(Referring expression pointing data)
######

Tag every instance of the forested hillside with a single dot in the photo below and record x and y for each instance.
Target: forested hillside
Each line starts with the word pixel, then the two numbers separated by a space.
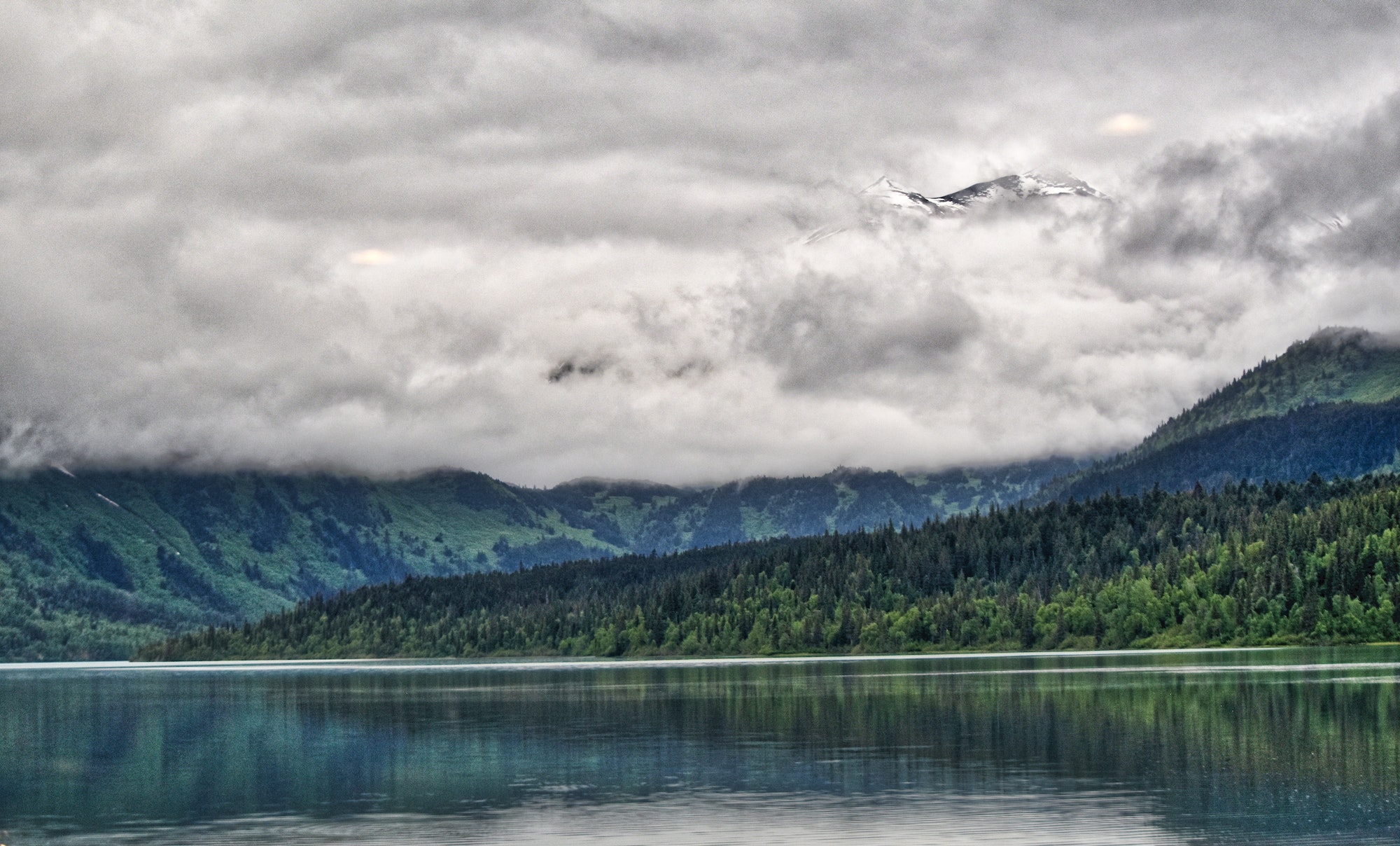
pixel 1338 365
pixel 1248 565
pixel 1329 405
pixel 94 564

######

§ Exercise aim
What are the lines of the data above that include the string "forested"? Copy them.

§ Response below
Tag every instance of the forested hillside with a single dot in the photo below and record x and y for each instance.
Target: forested hillside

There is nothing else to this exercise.